Dataset records
____________________

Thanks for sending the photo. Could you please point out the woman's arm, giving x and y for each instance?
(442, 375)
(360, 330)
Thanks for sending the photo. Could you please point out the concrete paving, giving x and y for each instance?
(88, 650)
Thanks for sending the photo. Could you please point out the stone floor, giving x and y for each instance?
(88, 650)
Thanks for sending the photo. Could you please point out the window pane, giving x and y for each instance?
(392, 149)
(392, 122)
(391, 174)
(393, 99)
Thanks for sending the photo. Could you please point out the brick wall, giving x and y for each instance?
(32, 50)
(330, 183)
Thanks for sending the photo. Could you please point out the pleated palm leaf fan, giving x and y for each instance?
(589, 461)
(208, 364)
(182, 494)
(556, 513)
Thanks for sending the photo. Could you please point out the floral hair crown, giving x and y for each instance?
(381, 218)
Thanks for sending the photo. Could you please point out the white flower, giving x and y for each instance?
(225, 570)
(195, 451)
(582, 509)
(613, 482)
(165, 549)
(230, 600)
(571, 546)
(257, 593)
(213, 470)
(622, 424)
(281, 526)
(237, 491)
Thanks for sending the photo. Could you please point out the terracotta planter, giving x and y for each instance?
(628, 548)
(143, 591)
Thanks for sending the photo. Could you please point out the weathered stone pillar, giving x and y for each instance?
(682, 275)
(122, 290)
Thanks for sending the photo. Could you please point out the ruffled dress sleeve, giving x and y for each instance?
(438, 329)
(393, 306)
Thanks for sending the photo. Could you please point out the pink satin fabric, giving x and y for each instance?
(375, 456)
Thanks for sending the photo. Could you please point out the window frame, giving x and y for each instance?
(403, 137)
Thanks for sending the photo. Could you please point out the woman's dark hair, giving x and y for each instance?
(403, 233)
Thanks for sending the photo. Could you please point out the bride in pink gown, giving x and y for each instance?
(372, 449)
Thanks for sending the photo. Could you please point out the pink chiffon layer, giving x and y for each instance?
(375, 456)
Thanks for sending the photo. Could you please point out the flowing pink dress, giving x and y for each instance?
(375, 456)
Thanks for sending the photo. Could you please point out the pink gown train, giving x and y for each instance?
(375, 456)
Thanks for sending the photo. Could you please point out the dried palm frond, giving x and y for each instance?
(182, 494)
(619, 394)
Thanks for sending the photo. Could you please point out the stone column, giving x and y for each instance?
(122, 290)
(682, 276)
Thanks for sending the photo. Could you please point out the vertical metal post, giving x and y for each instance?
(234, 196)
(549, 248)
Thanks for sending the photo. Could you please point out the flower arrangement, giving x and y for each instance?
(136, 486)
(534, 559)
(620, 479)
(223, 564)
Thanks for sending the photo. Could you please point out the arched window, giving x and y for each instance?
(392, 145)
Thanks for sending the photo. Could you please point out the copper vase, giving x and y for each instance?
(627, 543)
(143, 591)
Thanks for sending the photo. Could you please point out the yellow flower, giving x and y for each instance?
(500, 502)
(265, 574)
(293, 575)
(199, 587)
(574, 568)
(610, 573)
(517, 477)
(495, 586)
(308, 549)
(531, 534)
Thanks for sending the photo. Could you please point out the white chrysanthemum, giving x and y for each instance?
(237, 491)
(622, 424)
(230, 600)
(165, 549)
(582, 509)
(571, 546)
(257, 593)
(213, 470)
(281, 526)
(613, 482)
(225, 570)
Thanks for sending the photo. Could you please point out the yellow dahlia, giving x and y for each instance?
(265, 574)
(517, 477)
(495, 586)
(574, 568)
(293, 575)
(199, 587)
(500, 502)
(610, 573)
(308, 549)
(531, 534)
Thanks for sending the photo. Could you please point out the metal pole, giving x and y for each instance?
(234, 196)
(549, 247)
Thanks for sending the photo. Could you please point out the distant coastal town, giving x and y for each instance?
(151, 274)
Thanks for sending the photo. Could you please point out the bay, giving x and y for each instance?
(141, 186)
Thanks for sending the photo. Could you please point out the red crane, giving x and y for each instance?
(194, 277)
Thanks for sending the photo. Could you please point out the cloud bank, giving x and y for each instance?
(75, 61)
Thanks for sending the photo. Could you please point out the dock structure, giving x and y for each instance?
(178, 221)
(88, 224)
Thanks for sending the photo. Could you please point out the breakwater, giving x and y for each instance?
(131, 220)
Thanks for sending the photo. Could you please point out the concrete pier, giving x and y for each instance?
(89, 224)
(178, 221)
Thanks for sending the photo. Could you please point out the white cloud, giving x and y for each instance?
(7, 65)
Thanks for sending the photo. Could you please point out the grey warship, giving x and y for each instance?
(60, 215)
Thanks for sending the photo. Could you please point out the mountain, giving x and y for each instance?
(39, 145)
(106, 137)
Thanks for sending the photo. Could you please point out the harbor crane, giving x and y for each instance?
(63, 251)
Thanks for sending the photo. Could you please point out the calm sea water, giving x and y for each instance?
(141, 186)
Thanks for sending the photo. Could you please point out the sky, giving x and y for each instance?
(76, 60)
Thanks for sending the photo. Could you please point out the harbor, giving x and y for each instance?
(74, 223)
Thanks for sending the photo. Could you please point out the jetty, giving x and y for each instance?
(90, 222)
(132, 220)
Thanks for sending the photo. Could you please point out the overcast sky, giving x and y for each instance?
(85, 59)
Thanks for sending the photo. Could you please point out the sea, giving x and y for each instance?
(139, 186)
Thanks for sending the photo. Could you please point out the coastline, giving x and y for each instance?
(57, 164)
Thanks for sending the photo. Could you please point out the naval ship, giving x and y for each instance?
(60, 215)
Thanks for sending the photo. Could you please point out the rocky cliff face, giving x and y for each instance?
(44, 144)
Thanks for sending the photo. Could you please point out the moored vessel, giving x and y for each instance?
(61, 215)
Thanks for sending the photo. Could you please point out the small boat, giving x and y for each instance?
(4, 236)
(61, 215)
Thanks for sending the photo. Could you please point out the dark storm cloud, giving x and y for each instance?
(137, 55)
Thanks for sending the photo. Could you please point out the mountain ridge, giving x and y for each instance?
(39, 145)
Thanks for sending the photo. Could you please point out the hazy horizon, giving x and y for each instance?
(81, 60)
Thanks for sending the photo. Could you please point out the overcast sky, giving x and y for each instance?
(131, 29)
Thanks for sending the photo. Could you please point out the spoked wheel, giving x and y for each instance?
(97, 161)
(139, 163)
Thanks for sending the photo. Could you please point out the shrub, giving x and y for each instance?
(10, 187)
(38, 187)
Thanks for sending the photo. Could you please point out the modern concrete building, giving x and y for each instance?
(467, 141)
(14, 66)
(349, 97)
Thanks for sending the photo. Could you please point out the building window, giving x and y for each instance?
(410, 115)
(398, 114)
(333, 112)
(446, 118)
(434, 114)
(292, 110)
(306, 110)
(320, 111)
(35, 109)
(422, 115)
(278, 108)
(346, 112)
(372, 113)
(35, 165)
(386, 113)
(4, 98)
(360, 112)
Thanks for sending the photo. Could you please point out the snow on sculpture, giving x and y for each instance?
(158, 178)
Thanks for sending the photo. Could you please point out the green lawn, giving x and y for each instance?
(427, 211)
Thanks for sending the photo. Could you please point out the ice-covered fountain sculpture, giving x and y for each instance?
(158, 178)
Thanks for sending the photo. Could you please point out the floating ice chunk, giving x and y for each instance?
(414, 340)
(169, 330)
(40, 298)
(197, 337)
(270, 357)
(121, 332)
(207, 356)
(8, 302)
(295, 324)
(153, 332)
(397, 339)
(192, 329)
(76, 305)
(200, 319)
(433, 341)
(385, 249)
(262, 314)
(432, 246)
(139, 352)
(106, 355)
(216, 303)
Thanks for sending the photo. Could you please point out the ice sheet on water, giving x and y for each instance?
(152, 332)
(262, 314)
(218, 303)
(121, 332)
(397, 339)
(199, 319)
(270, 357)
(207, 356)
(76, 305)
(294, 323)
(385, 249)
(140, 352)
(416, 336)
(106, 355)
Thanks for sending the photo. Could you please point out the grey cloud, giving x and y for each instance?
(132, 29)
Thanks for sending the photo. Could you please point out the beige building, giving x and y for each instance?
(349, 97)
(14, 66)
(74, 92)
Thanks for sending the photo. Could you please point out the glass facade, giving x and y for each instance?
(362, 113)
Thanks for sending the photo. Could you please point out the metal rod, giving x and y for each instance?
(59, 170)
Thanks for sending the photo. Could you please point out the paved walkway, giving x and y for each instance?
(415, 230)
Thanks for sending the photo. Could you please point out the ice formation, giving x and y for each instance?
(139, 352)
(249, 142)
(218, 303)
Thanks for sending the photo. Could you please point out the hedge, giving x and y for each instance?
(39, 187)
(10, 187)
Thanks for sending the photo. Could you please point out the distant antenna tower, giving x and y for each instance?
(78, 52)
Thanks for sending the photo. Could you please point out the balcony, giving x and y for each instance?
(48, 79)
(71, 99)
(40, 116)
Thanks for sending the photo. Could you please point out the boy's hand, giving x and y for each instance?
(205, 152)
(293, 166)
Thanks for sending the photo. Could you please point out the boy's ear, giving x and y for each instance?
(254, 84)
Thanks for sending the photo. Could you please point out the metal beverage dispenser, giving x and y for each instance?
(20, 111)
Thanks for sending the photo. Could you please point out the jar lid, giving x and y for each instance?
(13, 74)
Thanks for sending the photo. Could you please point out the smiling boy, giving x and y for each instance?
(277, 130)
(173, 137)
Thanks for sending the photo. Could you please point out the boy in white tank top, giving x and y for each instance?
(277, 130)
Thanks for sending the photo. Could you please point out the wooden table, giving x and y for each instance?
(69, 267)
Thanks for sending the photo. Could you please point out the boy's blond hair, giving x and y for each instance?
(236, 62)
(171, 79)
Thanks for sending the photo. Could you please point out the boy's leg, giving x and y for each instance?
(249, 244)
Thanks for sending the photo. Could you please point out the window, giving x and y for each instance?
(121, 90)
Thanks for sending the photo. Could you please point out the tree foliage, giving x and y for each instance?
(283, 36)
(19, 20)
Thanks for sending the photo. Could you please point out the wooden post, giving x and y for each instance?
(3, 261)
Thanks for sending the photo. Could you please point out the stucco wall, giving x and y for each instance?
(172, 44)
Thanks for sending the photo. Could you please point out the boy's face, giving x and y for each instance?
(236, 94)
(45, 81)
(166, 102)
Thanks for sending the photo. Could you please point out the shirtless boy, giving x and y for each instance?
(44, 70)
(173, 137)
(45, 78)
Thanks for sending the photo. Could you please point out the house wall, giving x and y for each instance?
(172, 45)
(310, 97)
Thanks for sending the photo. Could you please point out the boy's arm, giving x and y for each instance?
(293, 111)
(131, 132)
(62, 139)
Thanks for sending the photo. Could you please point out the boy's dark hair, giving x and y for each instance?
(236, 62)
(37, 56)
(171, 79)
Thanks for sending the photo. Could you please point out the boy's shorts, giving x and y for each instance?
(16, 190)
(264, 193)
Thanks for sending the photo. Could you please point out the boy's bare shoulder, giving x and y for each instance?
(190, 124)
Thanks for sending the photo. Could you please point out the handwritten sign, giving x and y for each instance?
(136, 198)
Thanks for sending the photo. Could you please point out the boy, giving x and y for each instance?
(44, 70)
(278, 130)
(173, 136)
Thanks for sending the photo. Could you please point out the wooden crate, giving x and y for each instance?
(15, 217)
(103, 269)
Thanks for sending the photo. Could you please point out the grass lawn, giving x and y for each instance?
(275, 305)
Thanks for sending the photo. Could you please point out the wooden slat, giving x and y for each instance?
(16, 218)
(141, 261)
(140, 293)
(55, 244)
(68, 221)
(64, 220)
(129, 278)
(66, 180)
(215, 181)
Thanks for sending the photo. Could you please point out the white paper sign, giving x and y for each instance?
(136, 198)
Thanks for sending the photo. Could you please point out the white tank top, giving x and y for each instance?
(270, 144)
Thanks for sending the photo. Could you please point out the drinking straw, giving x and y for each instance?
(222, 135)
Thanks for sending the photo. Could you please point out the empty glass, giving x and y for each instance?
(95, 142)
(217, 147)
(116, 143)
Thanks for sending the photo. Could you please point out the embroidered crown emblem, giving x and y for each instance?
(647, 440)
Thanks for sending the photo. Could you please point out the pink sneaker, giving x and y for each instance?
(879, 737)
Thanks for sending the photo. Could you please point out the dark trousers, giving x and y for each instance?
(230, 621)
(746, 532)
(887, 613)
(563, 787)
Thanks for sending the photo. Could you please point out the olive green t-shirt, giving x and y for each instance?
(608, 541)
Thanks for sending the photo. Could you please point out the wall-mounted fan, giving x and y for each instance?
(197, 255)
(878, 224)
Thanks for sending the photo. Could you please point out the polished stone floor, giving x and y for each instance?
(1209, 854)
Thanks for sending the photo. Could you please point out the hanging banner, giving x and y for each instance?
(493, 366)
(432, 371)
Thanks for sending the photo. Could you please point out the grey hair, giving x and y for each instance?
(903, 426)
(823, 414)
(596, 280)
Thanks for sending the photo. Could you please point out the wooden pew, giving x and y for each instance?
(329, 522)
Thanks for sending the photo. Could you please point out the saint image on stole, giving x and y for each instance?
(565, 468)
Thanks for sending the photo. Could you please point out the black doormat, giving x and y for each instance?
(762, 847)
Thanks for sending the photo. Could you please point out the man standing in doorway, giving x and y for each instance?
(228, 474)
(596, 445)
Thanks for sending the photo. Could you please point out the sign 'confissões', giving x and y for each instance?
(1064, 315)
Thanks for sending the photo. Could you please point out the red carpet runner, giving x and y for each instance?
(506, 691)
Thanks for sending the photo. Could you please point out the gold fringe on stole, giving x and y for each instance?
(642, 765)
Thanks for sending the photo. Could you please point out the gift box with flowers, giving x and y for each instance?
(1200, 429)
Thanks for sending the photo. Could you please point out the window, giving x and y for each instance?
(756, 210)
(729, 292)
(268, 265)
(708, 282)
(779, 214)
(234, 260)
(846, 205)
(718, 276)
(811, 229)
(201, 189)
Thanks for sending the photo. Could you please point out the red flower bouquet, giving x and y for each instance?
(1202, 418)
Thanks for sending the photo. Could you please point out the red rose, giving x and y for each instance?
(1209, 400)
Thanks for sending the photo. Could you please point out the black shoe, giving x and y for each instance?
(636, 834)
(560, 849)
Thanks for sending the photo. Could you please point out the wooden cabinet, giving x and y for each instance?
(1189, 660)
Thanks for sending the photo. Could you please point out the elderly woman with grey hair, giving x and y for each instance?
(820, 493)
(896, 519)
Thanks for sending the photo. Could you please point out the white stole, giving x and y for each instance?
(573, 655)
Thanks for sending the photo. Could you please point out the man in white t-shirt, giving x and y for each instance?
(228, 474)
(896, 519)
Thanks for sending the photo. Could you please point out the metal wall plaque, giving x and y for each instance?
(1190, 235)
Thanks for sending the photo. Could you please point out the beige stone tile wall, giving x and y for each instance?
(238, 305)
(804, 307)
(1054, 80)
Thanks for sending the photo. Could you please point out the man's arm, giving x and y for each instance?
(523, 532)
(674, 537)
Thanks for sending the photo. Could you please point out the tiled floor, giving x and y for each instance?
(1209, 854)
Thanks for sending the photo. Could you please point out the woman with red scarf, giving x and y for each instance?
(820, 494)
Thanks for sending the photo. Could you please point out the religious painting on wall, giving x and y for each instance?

____________________

AIM OF THE EXERCISE → From the line containing "bouquet, giving x and y for each instance?" through the closing line of the material above, return every line exactly and omit all others.

SOLUTION →
Thanks for sending the photo. Could you please point out the red flower bouquet, giving x and y for each instance?
(1202, 418)
Thanks for sending the photo. Could you please point out the red rose, giving x and y for each instance?
(1209, 400)
Thanks for sending the photo. Could you please point out the black shoe, giving x and y for each instance?
(636, 834)
(560, 849)
Thanks for sending the photo. Could you please point out the wooden cabinet, giving x and y for each instance?
(1189, 660)
Thanks for sending the photo. Could you please point out the elderly woman with grey hair, giving x and y for each instance?
(820, 493)
(896, 519)
Thanks for sending the photo. Could you please point out the white stole, giving x and y for each instance?
(573, 655)
Thanks for sending the photo. Could you please point out the man in white t-shirt, giving x and y for each instance?
(228, 474)
(896, 519)
Thanks for sending the photo. Could you please point out the metal wall plaque, giving x and y for each instance?
(1190, 235)
Thanks for sending the photo. Could you please point out the beige stone tile wall, giving x and y for each instance?
(238, 305)
(804, 307)
(1054, 80)
Thanks for sending the photo. Could you please point out the man's arm, giving x and y for each instance?
(523, 532)
(674, 537)
Thanks for sending the photo. Could you please point out the tiled floor, giving x and y for each instance?
(1209, 854)
Thanks for sending the photo. Could you please point out the woman with red scarf, giving x and y for each instance?
(820, 494)
Thanks for sending the photo. Could you please point out the religious painting on wall, giving x and y for each instance?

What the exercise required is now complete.